# Sacramento vs. San Antonio Game Thread (2/6)



## DaUnbreakableKinG (Jun 28, 2003)

*vs.*









*Sacramento Kings (34-12) vs. San Antonio Spurs (32-18)
Arco Arena, Friday February 6, 2004
7:30pm PT TV: Espn*

*Probable Starters*











































































Kings 103 - 90 Spurs


----------



## Peja Vu (Jun 9, 2002)

*From Kings.com*



> On Friday, February 6, 2004, Maloof Sports & Entertainment and the Sacramento Kings will honor Nate “Tiny” Archibald in the organization’s second-annual Retro Night when the Kings take on the San Antonio Spurs in a nationally televised game on ESPN (locally broadcast on News10).


----------



## Peja Vu (Jun 9, 2002)

I would guess that these are the jerseys:


----------



## Ben1 (May 20, 2003)

105-95 Kings




> Originally posted by <b>Peja Vu</b>!
> I would guess that these are the jerseys:


Those are nice. :yes:


----------



## Peja Vu (Jun 9, 2002)

*My prediction...*

Kings 101
Spurs 93


----------



## AL9045 (Nov 27, 2003)

Spurs 140.
Kings 139.

High scoring baby!


----------



## SacTown16 (Feb 2, 2004)

104-91 Kings

Peja with 41:yes:


----------



## DaUnbreakableKinG (Jun 28, 2003)

NBA Preview 



> The San Antonio Spurs try to remain unbeaten on their season-high seven-game road trip Friday night when they visit the Sacramento Kings.
> 
> The Kings have won four in a row and 10 of their last 13. They returned home from a six-game road trip and posted a 117-101 victory over Seattle on Tuesday.
> 
> Last season, the Spurs were the only team to win twice in Sacramento, taking a pair of games by a combined five points.


----------



## Peja Vu (Jun 9, 2002)

LOL...look at Adelman


----------



## Peja Vu (Jun 9, 2002)
═══
- [SET EXERCISE A]
In the Kings–Spurs game thread, which player is the Kings' second-annual Retro Night set to honor?
- [SET EXERCISE B]
In two sentences, what does the Kings–Spurs game thread cover?
- [SET EXERCISE C]
Can you pick up the Kings–Spurs game thread from its last line and write the post that comes next?
None of this concerns the entries.

Entries from a point annotation set
═══
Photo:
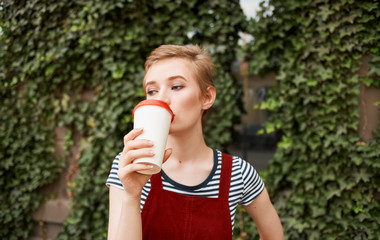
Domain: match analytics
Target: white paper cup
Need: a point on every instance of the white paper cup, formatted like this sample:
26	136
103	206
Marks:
154	117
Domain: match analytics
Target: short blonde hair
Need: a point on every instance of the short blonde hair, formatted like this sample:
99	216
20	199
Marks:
203	67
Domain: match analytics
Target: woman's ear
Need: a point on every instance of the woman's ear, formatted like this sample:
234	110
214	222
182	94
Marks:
209	97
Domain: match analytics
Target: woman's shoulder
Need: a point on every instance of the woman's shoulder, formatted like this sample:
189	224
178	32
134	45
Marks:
239	165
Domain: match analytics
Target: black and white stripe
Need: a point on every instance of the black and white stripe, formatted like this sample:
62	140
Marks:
246	184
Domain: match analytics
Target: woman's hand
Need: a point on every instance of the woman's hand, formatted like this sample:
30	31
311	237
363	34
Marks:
132	181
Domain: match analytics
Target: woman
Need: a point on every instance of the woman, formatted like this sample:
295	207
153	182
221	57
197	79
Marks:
196	194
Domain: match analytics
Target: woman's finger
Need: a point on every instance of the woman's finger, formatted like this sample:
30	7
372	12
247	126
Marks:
132	134
133	168
128	157
167	154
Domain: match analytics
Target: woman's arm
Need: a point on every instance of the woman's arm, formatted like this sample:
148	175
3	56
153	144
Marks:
124	216
124	205
265	216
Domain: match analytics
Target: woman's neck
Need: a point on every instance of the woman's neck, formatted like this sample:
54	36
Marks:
188	147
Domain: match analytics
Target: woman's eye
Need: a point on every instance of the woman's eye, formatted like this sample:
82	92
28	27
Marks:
177	87
150	92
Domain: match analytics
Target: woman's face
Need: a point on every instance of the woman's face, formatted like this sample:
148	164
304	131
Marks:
172	81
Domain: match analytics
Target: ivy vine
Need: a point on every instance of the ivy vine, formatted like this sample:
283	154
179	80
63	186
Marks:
54	54
323	176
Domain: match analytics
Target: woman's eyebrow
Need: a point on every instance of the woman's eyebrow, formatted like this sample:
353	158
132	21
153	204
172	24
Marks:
177	76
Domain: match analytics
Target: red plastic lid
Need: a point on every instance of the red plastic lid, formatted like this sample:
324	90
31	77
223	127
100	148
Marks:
154	102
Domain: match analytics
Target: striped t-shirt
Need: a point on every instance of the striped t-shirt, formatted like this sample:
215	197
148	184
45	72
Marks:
245	186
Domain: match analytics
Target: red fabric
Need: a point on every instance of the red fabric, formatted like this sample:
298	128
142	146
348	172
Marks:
169	215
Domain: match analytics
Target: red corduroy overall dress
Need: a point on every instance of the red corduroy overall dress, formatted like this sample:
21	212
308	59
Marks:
168	215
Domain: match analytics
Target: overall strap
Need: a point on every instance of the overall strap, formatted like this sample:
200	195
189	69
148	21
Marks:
155	181
225	176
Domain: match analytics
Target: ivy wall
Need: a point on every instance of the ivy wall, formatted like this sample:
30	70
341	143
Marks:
56	53
323	176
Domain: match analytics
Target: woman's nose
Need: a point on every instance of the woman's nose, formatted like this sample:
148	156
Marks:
163	96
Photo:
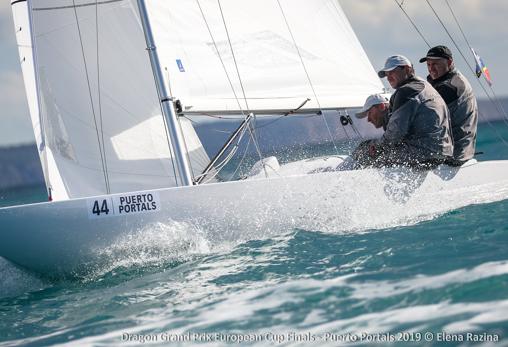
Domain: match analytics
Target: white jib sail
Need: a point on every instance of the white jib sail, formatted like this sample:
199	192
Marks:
282	53
93	100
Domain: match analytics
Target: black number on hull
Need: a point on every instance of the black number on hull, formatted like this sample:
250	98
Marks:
103	209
═══
- [RESPONSE A]
Nate "Tiny" Archibald.

- [RESPONSE B]
The thread covers the Sacramento Kings' home game against the San Antonio Spurs at Arco Arena on February 6, 2004, a night on which the Kings also planned to honor Nate "Tiny" Archibald at their second-annual Retro Night. Posters traded score predictions, mostly favoring the Kings, and a quoted NBA preview noted that the Spurs were unbeaten on a seven-game road trip while the Kings had won four in a row.

- [RESPONSE C]
After 1 Quarter:

SA 32
SAC 21

Vlade has 8 and Peja has 7.

Tony Parker already has 9 points and 5 assists.


----------



## Peja Vu (Jun 9, 2002)

Throw it down Tony


----------



## Peja Vu (Jun 9, 2002)

At the half:

SA 45
SAC 43

Good job by the bench to get the Kings back in the game:

Massenburg: 5 Points and 7 Rebounds
Peeler: 7 Points
Jackson: 5 Points and 3 Rebounds


----------



## knickstorm (Jun 22, 2003)

ahha vlade looks like a middle aged jogger in central park early in the morning


----------



## LionOfJudah (May 27, 2003)

> Sorry Sir, I schooled you


:rotf:

That was great...


Brad Miller looks like a pissed off nazi.


----------



## Hibachi! (Sep 18, 2003)

Now im all for physical play, but this god damn ridiculous! It has to go BOTH WAYS, the Spurs are hacking and eblowing, but when the Kings do it, its a foul... and Bowen has done a good job on Peja, even tho sometimes i feel they let Bowen get away with too much, now i see why Laker fans were complaining about him last year...


----------



## LionOfJudah (May 27, 2003)

> Originally posted by <b>SacKings384</b>!
> Now im all for physical play, but this god damn ridiculous! It has to go BOTH WAYS, the Spurs are hacking and eblowing, but when the Kings do it, its a foul... and Bowen has done a good job on Peja, even tho sometimes i feel they let Bowen get away with too much, now i see why Laker fans were complaining about him last year...


I've heard the same thing about other players who are "good defenders." Refs tend to let more slide when a player is considered a good defender across the leauge. 

Anyways, I think thats how you have to play Peja keep him from blowing you up. Rough him up a little. Don't let him make his cuts with out atleast a little contact when he goes through the lane.


----------



## Hibachi! (Sep 18, 2003)

GOD DAMN THE KINGS PLAYED ABSOLUTELY GOD AWFUL TONIGHT, some was the Spurs D, but they couldnt hit an open shot to save their lives OR GET A DAMN REBOUND :upset: , but Bowen has absolutely hammered Peja all game, the refs cant let people do that... im surprised Peja hasnt punched Bowen already... They did a close up on Webber, he wanted to be in SO DAMN BAD, i could see it in his face... They said wed likely see him play late February and that he looked great in practice...


----------



## LionOfJudah (May 27, 2003)

*MANU!*

Nice Dunk off the inbound play!


----------



## spongyfungy (Oct 22, 2003)

You can't stop the duncan.

Hedo and the Spurs are hitting some nce shots.


----------



## spongyfungy (Oct 22, 2003)

i'm usually on the Bulls board so this is really weird. Kings down 15 and people still in the stands late in the 4th.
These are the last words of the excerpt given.